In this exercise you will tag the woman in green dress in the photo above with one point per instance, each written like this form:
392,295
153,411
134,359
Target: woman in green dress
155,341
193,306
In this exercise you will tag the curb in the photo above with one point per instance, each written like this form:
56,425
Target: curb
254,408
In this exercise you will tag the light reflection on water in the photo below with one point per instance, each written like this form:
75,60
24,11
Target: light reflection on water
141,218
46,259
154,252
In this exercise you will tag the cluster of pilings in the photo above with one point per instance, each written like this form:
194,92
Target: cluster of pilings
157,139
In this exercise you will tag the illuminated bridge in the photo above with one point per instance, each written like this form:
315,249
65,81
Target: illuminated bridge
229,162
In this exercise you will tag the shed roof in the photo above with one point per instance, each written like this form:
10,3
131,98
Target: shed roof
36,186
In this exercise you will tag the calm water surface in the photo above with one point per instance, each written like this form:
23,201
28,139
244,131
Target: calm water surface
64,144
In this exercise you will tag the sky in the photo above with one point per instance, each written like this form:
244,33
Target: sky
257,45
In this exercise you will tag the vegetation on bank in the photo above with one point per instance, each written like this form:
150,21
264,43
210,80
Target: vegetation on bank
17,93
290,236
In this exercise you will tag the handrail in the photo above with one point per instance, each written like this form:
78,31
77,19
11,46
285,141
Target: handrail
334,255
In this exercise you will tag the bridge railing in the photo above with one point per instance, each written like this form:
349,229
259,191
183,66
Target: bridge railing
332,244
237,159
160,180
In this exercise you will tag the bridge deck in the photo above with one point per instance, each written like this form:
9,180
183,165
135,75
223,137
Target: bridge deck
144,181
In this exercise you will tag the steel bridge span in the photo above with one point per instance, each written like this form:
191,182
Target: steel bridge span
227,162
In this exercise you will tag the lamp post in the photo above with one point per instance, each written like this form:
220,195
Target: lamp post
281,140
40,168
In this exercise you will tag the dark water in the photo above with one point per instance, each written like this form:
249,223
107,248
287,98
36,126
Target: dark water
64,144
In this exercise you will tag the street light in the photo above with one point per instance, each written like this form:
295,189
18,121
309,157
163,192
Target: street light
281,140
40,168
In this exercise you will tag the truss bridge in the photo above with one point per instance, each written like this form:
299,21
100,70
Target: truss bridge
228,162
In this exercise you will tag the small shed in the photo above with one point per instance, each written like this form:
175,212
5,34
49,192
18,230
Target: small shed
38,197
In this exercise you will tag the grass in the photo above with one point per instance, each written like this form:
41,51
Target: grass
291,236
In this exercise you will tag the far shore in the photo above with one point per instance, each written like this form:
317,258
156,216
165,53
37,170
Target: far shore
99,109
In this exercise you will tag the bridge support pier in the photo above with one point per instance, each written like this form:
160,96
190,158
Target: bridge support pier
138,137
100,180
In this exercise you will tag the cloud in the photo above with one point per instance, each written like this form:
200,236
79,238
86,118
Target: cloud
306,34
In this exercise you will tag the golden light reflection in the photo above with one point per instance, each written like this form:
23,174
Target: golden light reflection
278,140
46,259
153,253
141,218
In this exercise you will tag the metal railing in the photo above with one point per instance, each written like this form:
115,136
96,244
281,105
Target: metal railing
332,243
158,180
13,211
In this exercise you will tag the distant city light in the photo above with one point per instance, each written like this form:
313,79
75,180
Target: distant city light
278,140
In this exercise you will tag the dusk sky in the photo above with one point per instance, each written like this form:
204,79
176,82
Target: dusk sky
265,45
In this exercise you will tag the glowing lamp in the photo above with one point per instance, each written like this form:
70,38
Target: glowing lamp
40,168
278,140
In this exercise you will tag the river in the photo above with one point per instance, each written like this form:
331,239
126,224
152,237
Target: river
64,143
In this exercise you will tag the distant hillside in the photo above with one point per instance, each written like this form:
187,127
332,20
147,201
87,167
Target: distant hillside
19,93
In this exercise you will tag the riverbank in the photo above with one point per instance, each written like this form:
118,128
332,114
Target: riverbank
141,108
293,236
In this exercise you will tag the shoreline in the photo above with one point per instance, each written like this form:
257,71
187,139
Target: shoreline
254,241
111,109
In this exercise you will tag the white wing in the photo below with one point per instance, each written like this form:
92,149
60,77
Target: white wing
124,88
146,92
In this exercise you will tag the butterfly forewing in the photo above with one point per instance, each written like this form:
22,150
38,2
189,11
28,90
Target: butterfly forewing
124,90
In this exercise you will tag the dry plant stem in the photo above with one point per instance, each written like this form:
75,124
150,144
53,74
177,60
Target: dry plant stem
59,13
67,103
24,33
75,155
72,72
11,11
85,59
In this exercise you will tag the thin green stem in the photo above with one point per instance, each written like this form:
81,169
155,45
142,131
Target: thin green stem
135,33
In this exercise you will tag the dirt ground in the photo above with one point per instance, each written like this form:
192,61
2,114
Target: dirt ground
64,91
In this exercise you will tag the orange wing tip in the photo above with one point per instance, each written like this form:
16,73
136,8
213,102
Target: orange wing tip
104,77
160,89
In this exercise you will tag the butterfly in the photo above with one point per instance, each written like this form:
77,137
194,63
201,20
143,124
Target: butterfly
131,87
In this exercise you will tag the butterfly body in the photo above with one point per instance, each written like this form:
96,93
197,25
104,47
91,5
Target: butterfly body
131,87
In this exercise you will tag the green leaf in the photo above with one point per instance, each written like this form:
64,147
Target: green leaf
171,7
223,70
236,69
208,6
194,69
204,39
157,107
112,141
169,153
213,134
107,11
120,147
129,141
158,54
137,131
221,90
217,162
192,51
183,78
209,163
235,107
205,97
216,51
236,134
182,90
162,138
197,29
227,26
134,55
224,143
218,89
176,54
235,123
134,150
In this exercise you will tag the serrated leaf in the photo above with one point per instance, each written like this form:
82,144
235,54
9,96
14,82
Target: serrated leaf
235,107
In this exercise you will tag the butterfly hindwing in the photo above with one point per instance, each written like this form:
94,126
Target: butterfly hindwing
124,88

Exercise brief
Give back all the records exactly as they stand.

Reply
In this exercise you will tag the woman in green dress in the photo above with one point per instance, each written like this form:
392,295
153,411
134,359
Target: woman in green dress
155,341
193,306
In this exercise you will tag the curb in the photo above with one point per instance, each written like this form:
56,425
Target: curb
254,408
In this exercise you will tag the light reflection on water in the photo below with one point per instance, each written like this form:
75,60
24,11
Target: light reflection on water
141,218
46,259
154,252
In this exercise you will tag the cluster of pilings in the photo above with one point per instance, each written like this form:
194,92
Target: cluster of pilings
157,139
In this exercise you will tag the illuminated bridge in the photo above with one point per instance, each written like this form:
315,249
65,81
Target: illuminated bridge
229,162
In this exercise you will tag the shed roof in the photo above with one point per instance, each written like this form:
10,3
131,98
Target: shed roof
36,186
In this exercise you will tag the calm water surface in the photo above with one point per instance, each written like this form:
23,201
28,139
244,131
Target: calm water surface
64,144
In this exercise you will tag the sky in the photo above with one point per instance, each written like this form:
244,33
Target: sky
257,45
In this exercise you will tag the vegetation on bank in the photo above with one point per instance, each written like this form:
150,21
264,43
210,80
Target: vegetation on bank
17,93
290,236
In this exercise you will tag the handrail in the photo above with one point per instance, each written like this form:
78,31
77,19
11,46
285,141
Target: handrail
334,255
In this exercise you will tag the bridge railing in the photo above with one point per instance, each written like this form:
349,229
259,191
183,66
Target: bridge railing
332,244
237,159
160,180
In this exercise you will tag the bridge deck in the photo above with one point per instance, each written like this form:
9,180
183,165
135,75
223,137
Target: bridge deck
144,181
In this exercise you will tag the steel bridge span in the photo above with one point per instance, each written like this form:
191,182
Target: steel bridge span
227,162
In this exercise you will tag the lamp post in the photo above with one point per instance, each written like this form:
220,195
Target: lamp post
281,140
40,168
In this exercise you will tag the dark water in the photo above with one point per instance, each written like this form:
249,223
107,248
287,98
36,126
Target: dark water
64,144
In this exercise you will tag the street light in the photo above with one point per instance, each written like this form:
295,189
18,121
309,157
163,192
Target: street light
281,140
40,168
In this exercise you will tag the truss bridge in the photo above with one point per instance, each written like this form:
299,21
100,70
Target: truss bridge
228,162
In this exercise you will tag the small shed in the photo above with one point per instance, each written like this form:
175,212
5,34
49,192
18,230
Target: small shed
38,197
In this exercise you will tag the grass in the photo above with one point per instance, each written like this form:
41,51
Target: grass
291,236
In this exercise you will tag the far shore in the photo above with one point per instance, each written like this form:
317,258
156,216
165,53
37,170
Target: far shore
99,109
In this exercise you will tag the bridge support pier in the photo above with one point per instance, each written like this form:
160,96
190,158
Target: bridge support pier
138,137
100,180
In this exercise you will tag the cloud in the photo above with one point per instance, each written like this form:
200,236
79,238
86,118
Target: cloud
306,34
In this exercise you will tag the golden light reflection in the photo above with one point per instance, each written like this form:
23,174
Target: golden light reflection
278,140
46,259
153,253
141,218
In this exercise you will tag the metal railing in the photo above with one point per instance, each written like this form:
115,136
96,244
281,105
Target: metal railing
332,243
158,180
13,211
In this exercise you will tag the distant city light in the photo above with one point per instance, each written like this form:
313,79
75,180
Target: distant city light
278,140
In this exercise you will tag the dusk sky in the photo above with one point per instance, each written like this form:
204,79
176,82
Target: dusk sky
265,45
In this exercise you will tag the glowing lamp in the photo above with one point per instance, each written like this form:
70,38
Target: glowing lamp
40,168
278,140
In this exercise you will tag the river in the photo above with one point per instance, each written like this form:
331,239
126,224
152,237
Target: river
64,143
In this exercise you will tag the distant hillside in the photo above with one point per instance, each written like this form:
187,127
332,20
147,201
87,167
Target: distant hillside
19,93
In this exercise you will tag the riverbank in the photo above with one point per instance, each written like this form:
118,128
332,114
Target: riverbank
141,108
293,236
In this exercise you will tag the shoreline in the photo above with one point per instance, each written like this form:
257,71
187,139
Target: shoreline
254,241
111,109
In this exercise you will tag the white wing in the photo below with one point per instance, each written like this form:
92,149
60,77
Target: white wing
124,88
146,92
In this exercise you will tag the butterfly forewing in the photo above with one point per instance, each written like this form:
22,150
38,2
189,11
28,90
Target: butterfly forewing
124,90
In this exercise you will tag the dry plant stem in the photo above with one point per instance, each written like this form:
75,124
150,144
53,74
177,60
Target: dry plant stem
59,13
67,103
24,33
75,155
72,72
11,11
85,59
In this exercise you will tag the thin green stem in the photo above with one point per instance, each written like this form:
81,169
155,45
142,131
Target: thin green stem
135,33
In this exercise you will tag the dirt ground in the photo above with one point per instance, each written like this form:
192,61
2,114
Target: dirt ground
64,91
In this exercise you will tag the orange wing tip in the photo above with one point per instance, each written like this form:
16,73
136,8
213,102
Target: orange wing tip
104,77
160,89
In this exercise you will tag the butterfly in the photo above with one point per instance, each written like this form:
77,137
194,63
201,20
143,124
Target: butterfly
131,87
In this exercise you will tag the butterfly body in the photo above with one point per instance, each written like this form:
96,93
197,25
104,47
91,5
Target: butterfly body
131,87
In this exercise you will tag the green leaf in the photo above with one point per instance, each written like this form:
64,147
Target: green leaf
171,7
223,70
236,69
208,6
194,69
204,39
157,107
112,141
169,153
213,134
107,11
120,147
129,141
158,54
137,131
221,90
217,162
192,51
183,78
209,163
235,107
205,97
216,51
236,134
182,90
162,138
197,29
227,26
134,55
224,143
218,89
176,54
235,123
134,150
In this exercise you will tag the serrated leaf in the photo above with one point per instance, each written like this form:
82,144
235,54
9,96
14,82
Target: serrated leaf
235,107
In this exercise you will tag the butterfly hindwing in the photo above with one point per instance, each written like this form:
94,126
Target: butterfly hindwing
124,88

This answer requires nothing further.